---------- SOURCE TEXT ----------

Lessons learned from publishing the reassortment paper

The paper can be found here (preprint, freely available; accepted at PNAS and in press).

In no order of importance, here are the things I would tell myself to do from the start.

Lesson 1. Computational work requires simulated data.

Creating simulated data is paramount. Just as writing an idea down for an audience forces out the details, creating simulated data for an algorithm forces out the assumptions.

Lesson 2. Use pre-submission inquiries!

Don’t waste time formatting papers for journals. Write it up, write the abstract, and use pre-submission inquiries to rapidly iterate over the journals that are likely to accept or reject the paper.

Lesson 3. Use pre-print servers.

Scientists funded by public money should have their work disseminated back to the public in due time. Put written work on pre-print servers; Knowledge Without Barriers is worth it! In fact, it may even pay off to be radical, and write the whole paper in the open.

Lesson 4. Dare to try for a wide audience.

If not for Jon’s encouragement, I might not have had the guts to try for the broad readership journals. In most cases, I know it won’t pay off; in this case, I’m thankful it did.

Lesson 5. Writing with clarity is difficult.

Crafting the scientific narrative around the data was a difficult iterative process. It was difficult taking that step of chopping off a ton of derivative data that did not contribute to the scientific insight being conveyed, but in the end, I think it was necessary.

Lesson 6. The non-linear path in science is real.

Israeli scientist Uri Alon described the non-linear path that a scientist takes. At the outset, I first thought of the scientific narrative to this project as being “a better reassortment finding algorithm”, and that’s where and how I focused my efforts (small datasets, simulations). It later changed to “here’s the state of reassortment in the IRD”, and that was reflected in expanded data scope and optimizations (hacks, really) to work with computing clusters and large datasets.

But only later I realized the really exciting problem we were solving was “quantifying reticulate evolution importance in context of ecological niche switching”, a broadly general problem with great basic scientific interest (if nonetheless lacking in public health importance).

Therein lies the tension of all creative work. One needs to convince people of one’s direction early on. Yet, later on, the direction may pivot, and one needs to be ready for that, and to convince stakeholders in it.

Lesson 7. A first-draft template for scientific project management.

I now think of it as a “folder” of stuff that should be kept together, version controlled, and done openly. This is just a first draft, still evolvable.

  1. Data – everything collected and used, in its raw-est form available.
  2. Code – for processing data, and for generating figures.
    1. New software packages should be kept as a sub-folder, isolated from the rest of the work.
    2. Software packages, for the scientist, are essentially code written that provide functions written to do the similar stuff over and over.
  3. Protocols – for experimental work.
  4. Manuscript – written openly as the work progresses.

Lesson 8: The transferrable things a graduate student has to learn.

By this, I mean stuff beyond the “good’ol do-your-experiments/write-your-code properly”. This is an incomplete list, hoping to expand it further.

  1. Prioritizing time to get the most important stuff done, not merely being efficient in crossing off todo lists.
  2. Saying “no” to good stuff, to leave time to say “yes” to the best stuff. (same as the above point, really.)
  3. Learning how to craft a narrative that ties data together logically, and connects the data to a specifically important problem.

---------- GIVEN INFORMATION ----------

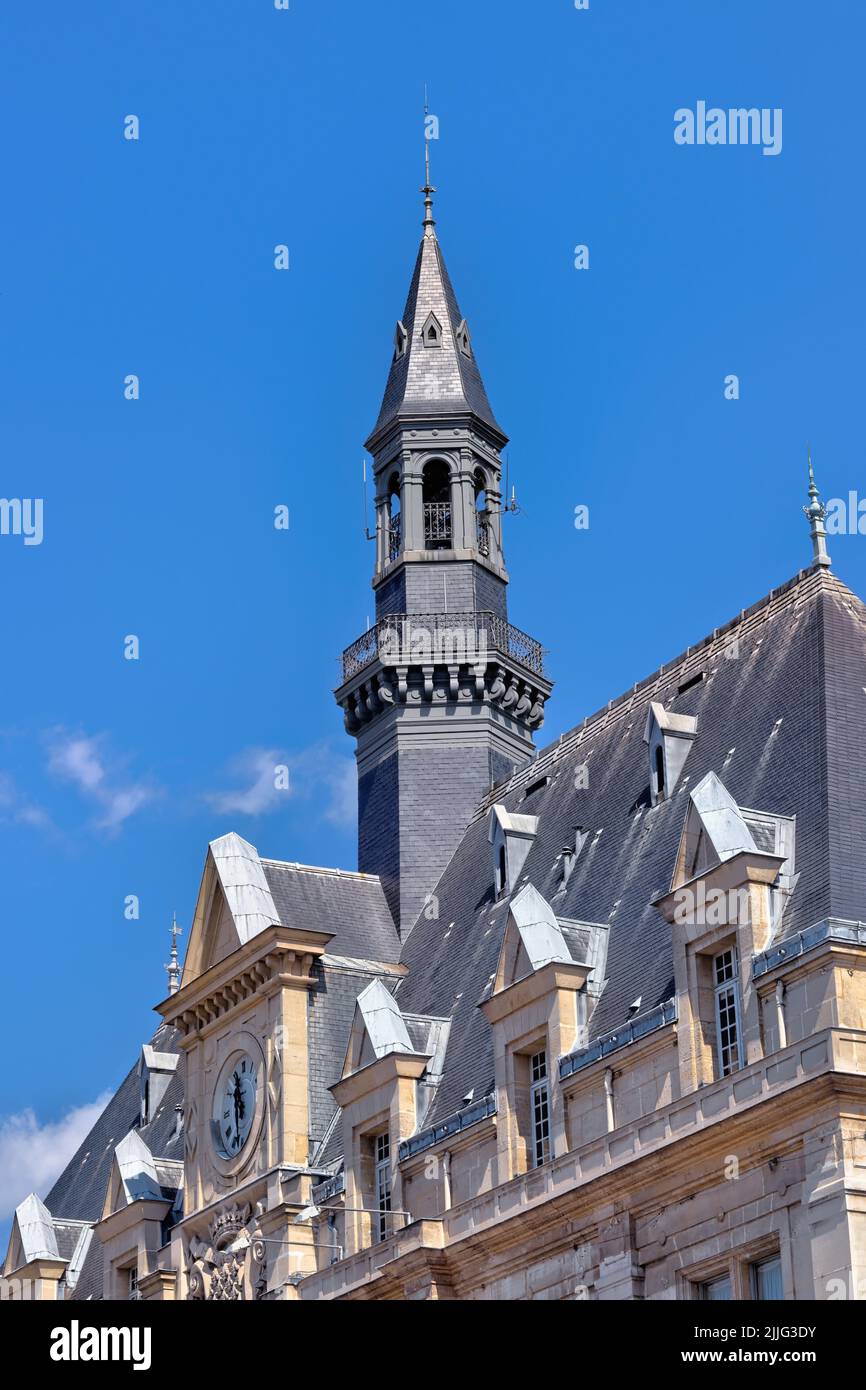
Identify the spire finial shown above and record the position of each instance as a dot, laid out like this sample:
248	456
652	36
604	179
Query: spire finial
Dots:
173	968
816	512
428	189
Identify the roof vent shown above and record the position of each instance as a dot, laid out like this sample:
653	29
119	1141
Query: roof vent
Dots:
692	680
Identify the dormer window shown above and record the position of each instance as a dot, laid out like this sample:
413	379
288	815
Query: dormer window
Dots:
540	1105
726	986
156	1070
572	852
669	738
382	1186
502	872
510	838
431	334
659	770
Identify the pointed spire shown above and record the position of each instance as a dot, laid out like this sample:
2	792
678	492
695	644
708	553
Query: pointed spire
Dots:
434	370
173	968
816	513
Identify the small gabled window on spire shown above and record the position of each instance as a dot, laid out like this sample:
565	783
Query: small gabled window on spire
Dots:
433	331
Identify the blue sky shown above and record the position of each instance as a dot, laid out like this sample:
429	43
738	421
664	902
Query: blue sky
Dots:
257	388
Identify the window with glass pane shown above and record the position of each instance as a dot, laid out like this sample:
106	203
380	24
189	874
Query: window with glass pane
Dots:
540	1102
716	1290
766	1280
727	1011
382	1186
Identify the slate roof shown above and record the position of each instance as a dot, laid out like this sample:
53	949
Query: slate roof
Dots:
350	905
779	698
780	722
433	381
79	1191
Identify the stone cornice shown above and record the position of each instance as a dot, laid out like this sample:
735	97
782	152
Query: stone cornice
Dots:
275	958
127	1218
747	866
556	975
376	1075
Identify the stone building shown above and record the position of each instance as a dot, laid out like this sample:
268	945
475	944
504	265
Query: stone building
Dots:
588	1022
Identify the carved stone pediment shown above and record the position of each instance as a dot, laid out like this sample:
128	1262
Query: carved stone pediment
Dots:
232	1264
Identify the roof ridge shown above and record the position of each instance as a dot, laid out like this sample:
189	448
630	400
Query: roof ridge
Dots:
799	588
319	869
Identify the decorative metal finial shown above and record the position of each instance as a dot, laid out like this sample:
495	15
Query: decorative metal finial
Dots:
173	968
816	513
428	189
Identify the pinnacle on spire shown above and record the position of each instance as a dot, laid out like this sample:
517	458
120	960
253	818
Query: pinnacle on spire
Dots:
816	512
173	968
433	370
427	189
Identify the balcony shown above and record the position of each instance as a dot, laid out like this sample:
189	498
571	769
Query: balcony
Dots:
430	638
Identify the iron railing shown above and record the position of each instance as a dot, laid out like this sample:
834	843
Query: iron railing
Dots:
437	526
424	638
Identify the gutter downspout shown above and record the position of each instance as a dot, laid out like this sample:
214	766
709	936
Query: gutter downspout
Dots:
780	1015
609	1100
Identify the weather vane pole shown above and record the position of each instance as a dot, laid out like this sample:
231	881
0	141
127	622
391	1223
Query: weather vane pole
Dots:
173	968
428	189
816	513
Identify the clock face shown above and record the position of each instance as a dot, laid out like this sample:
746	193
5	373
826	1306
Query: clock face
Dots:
235	1104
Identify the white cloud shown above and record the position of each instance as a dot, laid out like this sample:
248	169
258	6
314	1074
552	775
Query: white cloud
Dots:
34	1155
17	808
84	762
260	791
314	774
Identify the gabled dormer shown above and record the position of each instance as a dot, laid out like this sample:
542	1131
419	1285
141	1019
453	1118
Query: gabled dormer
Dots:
380	1098
669	738
510	838
34	1253
136	1208
723	908
156	1070
534	1015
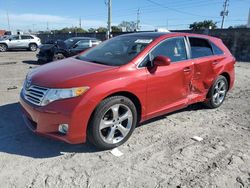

----------

**TRY IT:**
Rewrite everything from "1. Prioritizing time" down to "specifically important problem." in the post on lessons from publishing the reassortment paper, putting "task lists" in place of "todo lists".

**RESULT FOR THIS EXERCISE:**
1. Prioritizing time to get the most important stuff done, not merely being efficient in crossing off task lists.
  2. Saying “no” to good stuff, to leave time to say “yes” to the best stuff. (same as the above point, really.)
  3. Learning how to craft a narrative that ties data together logically, and connects the data to a specifically important problem.